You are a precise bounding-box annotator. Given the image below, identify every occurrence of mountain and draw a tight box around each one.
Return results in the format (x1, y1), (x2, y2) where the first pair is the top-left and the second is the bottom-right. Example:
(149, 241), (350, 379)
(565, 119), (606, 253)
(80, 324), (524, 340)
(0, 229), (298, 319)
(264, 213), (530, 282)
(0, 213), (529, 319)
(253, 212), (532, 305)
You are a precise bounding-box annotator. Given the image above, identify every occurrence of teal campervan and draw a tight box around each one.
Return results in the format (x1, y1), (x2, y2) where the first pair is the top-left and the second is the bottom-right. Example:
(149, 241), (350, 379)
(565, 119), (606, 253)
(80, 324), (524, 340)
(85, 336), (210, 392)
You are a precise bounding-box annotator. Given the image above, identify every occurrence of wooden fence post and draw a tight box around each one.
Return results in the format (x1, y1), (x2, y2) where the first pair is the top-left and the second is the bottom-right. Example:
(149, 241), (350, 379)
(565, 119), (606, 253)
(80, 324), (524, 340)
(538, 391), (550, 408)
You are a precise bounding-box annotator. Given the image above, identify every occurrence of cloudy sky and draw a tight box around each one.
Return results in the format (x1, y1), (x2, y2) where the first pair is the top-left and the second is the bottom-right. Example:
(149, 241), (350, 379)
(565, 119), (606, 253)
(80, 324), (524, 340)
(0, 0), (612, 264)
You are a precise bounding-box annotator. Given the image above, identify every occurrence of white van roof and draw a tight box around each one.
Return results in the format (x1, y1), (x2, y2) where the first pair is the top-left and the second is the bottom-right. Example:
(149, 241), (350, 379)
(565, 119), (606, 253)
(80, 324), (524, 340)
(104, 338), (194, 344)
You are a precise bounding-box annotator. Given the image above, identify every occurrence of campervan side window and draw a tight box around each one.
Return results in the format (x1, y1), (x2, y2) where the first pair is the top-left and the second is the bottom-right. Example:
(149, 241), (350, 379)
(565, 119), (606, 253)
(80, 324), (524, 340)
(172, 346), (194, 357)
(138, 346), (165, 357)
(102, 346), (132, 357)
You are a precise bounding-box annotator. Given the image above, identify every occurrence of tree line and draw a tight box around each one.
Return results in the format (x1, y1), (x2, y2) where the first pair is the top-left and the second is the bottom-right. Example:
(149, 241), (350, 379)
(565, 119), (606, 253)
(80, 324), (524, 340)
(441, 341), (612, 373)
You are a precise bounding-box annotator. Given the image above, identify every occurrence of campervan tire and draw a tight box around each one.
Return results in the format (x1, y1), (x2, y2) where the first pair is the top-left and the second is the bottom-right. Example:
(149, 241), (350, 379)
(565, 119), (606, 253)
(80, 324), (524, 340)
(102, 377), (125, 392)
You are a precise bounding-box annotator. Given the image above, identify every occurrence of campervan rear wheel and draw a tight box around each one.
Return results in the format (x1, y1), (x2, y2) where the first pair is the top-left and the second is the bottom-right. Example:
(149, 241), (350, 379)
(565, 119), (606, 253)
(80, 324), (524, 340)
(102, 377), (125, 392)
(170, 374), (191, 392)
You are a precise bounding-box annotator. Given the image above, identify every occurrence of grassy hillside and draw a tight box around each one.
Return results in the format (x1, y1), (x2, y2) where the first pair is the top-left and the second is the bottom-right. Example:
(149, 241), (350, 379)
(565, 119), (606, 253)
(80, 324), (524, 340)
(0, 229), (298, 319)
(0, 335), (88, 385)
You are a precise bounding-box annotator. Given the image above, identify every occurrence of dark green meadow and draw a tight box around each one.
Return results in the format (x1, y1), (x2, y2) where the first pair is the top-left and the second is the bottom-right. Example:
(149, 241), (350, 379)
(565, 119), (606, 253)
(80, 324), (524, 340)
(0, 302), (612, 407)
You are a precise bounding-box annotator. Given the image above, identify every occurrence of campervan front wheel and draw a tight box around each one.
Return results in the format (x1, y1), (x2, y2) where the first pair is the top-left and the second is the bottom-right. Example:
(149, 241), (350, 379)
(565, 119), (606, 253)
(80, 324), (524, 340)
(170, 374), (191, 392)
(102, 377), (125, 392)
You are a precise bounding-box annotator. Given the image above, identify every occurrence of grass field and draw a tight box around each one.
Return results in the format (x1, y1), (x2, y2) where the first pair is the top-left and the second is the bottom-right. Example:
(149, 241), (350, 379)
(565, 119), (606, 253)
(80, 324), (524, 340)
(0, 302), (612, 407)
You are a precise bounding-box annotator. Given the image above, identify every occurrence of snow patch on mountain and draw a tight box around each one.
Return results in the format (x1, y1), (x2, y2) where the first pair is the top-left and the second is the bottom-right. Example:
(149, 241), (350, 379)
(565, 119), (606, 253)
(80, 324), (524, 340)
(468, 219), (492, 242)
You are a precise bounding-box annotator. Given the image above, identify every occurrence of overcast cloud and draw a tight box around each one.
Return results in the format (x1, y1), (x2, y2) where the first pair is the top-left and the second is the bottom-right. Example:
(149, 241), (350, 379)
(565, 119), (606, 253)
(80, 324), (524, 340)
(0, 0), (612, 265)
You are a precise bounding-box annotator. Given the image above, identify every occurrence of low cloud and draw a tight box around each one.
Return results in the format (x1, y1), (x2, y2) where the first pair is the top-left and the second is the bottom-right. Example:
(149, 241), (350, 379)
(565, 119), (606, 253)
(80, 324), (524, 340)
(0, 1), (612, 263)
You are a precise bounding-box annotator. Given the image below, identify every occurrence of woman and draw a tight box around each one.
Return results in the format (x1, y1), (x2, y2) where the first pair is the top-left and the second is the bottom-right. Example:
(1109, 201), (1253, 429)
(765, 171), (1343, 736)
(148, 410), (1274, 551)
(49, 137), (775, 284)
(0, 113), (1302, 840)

——————

Render every line of the entries above as a JSON array of strings, one string per line, and leave out any blank lines.

[
  "You are a precise bounding-box annotator. Given the image below, identify every occurrence of mountain and draw a tight box around each one.",
  "Return results in the format (x1, y1), (x2, y2) where the first pair is the top-left and the second is the bottom-right. Example:",
  "(149, 241), (350, 379)",
  "(565, 119), (606, 253)",
  "(80, 324), (524, 340)",
  "(0, 229), (298, 319)",
  "(264, 213), (530, 282)",
  "(0, 213), (529, 319)",
  "(253, 212), (532, 305)",
  "You are a precise bounding-box annotator. Given the image above, identify every occurrence of teal campervan and draw a tight box around each one.",
  "Return results in the format (x1, y1), (x2, y2) where the first pair is the top-left and the second is the bottom-right. Example:",
  "(149, 241), (350, 379)",
  "(565, 119), (606, 253)",
  "(80, 324), (524, 340)",
  "(85, 336), (210, 392)",
  "You are a precise bounding-box annotator. Given the image above, identify every occurrence of wooden fence post and draw a tight box around each one.",
  "Return results in the format (x1, y1), (x2, y2) where the first pair is the top-left and the second is the bottom-right. Example:",
  "(149, 241), (350, 379)",
  "(565, 119), (606, 253)",
  "(80, 324), (524, 340)",
  "(538, 391), (550, 408)",
  "You are a precise bounding-box annotator. Given the image above, identify every occurrence of cloudy sky and draw a tight box around each one.",
  "Return results in the format (x1, y1), (x2, y2) where the first pair is the top-left and the second is the bottom-right. Example:",
  "(149, 241), (350, 379)",
  "(565, 119), (606, 253)",
  "(80, 324), (524, 340)",
  "(0, 0), (612, 264)",
  "You are a precise bounding-box annotator. Given the image above, identify every occurrence of white van roof and draw a tight box around each one.",
  "Return results in the format (x1, y1), (x2, y2) where the first pair is the top-left and the second is the bottom-right. Example:",
  "(149, 241), (350, 379)",
  "(565, 119), (606, 253)",
  "(80, 324), (524, 340)",
  "(104, 338), (194, 344)",
  "You are a precise bounding-box annotator. Given the image above, identify every occurrence of campervan side window and draw a tight box around each one.",
  "Return results in the format (x1, y1), (x2, y2) where the first pair is the top-left and the second is the bottom-right. Example:",
  "(149, 241), (350, 379)",
  "(565, 119), (606, 253)",
  "(80, 324), (524, 340)",
  "(172, 346), (194, 357)",
  "(138, 346), (165, 357)",
  "(102, 346), (132, 357)",
  "You are a precise bounding-box annotator. Given the image above, identify every occurrence of tree line and draw a tight box around each one.",
  "Return results in the format (x1, y1), (x2, y2) where the first pair is the top-left and the second is the bottom-right. Example:",
  "(149, 241), (350, 379)",
  "(565, 119), (606, 253)",
  "(80, 324), (524, 340)",
  "(441, 341), (612, 373)",
  "You are a precise bounding-box annotator. Given the image above, identify every occurrence of campervan tire and draw a tight box around each one.",
  "Return results in the format (x1, y1), (x2, y2) where the first pair is the top-left and the second is the bottom-right. Example:",
  "(149, 241), (350, 379)",
  "(565, 119), (606, 253)",
  "(80, 324), (524, 340)",
  "(102, 377), (125, 392)",
  "You are a precise bounding-box annotator. Given the image above, identify every occurrence of campervan rear wheel and draw a tight box around each one.",
  "Return results in the format (x1, y1), (x2, y2) where the first pair is the top-left and the second is the bottom-right. Example:",
  "(149, 241), (350, 379)",
  "(565, 119), (606, 253)",
  "(80, 324), (524, 340)",
  "(102, 377), (125, 392)",
  "(170, 374), (191, 392)",
  "You are a precise bounding-box annotator. Given the image above, identify every occurrence of grassy hillside and draw a tight box around each one.",
  "Return results in the format (x1, y1), (x2, y2) where the first pair is the top-left and the second is the bottom-right. Example:",
  "(149, 241), (350, 379)",
  "(565, 119), (606, 253)",
  "(80, 324), (524, 340)",
  "(0, 229), (298, 319)",
  "(0, 335), (88, 385)",
  "You are a precise bounding-box annotator. Given the image above, identify every occurrence of dark green meadow and draw a tight box around each one.",
  "Return results in the format (x1, y1), (x2, y2) where the first pair is the top-left and the second is the bottom-right. Example:",
  "(149, 241), (350, 379)",
  "(565, 119), (606, 253)",
  "(80, 324), (524, 340)",
  "(0, 302), (612, 407)",
  "You are a precise bounding-box annotator. Given the image above, identify every occurrence of campervan front wheel and draw a tight box around each one.",
  "Return results in the format (x1, y1), (x2, y2) where the first pair is the top-left and the second is the bottom-right. Example:",
  "(149, 241), (350, 379)",
  "(565, 119), (606, 253)",
  "(80, 324), (524, 340)",
  "(170, 374), (191, 392)",
  "(102, 377), (125, 392)",
  "You are a precise bounding-box annotator. Given the image above, identify every occurrence of grass field and draw a tight box around each one.",
  "Return results in the format (x1, y1), (x2, y2) where the first pair is the top-left and the second is the bottom-right. Example:",
  "(149, 241), (350, 379)",
  "(565, 119), (606, 253)",
  "(80, 324), (524, 340)",
  "(0, 302), (612, 407)",
  "You are a precise bounding-box annotator. Given the image above, identify every occurrence of snow patch on mountain and draw a tight box around each one.",
  "Return results in the format (x1, y1), (x2, y2) where the first pair is the top-left and the second is the bottom-right. Example:",
  "(149, 241), (350, 379)",
  "(565, 119), (606, 253)",
  "(80, 324), (524, 340)",
  "(468, 219), (492, 242)",
  "You are a precise bounding-box annotator. Given the image above, identify every occurrence of overcast cloud and draw a tight box around each one.",
  "Return results in the format (x1, y1), (x2, y2) where the first pair is the top-left and the second is the bottom-right. Example:",
  "(149, 241), (350, 379)",
  "(565, 119), (606, 253)",
  "(80, 324), (524, 340)",
  "(0, 0), (612, 265)",
  "You are a precise bounding-box annotator. Given the image above, identify every occurrence of low cloud and draw a tight box around each one.",
  "Return results in the format (x1, y1), (x2, y2) where the first pair is the top-left and the second is the bottom-right. Example:",
  "(149, 241), (350, 379)",
  "(565, 119), (606, 253)",
  "(80, 324), (524, 340)",
  "(0, 1), (612, 263)",
  "You are a precise bounding-box annotator. Given the image below, identify every occurrence of woman and draw a tight box around each one.",
  "Return results in the format (x1, y1), (x2, y2) where the first pair is the top-left and the second is the bottom-right. Example:",
  "(1109, 201), (1253, 429)",
  "(765, 171), (1343, 736)",
  "(148, 410), (1274, 551)",
  "(49, 137), (775, 284)",
  "(0, 113), (1302, 840)"
]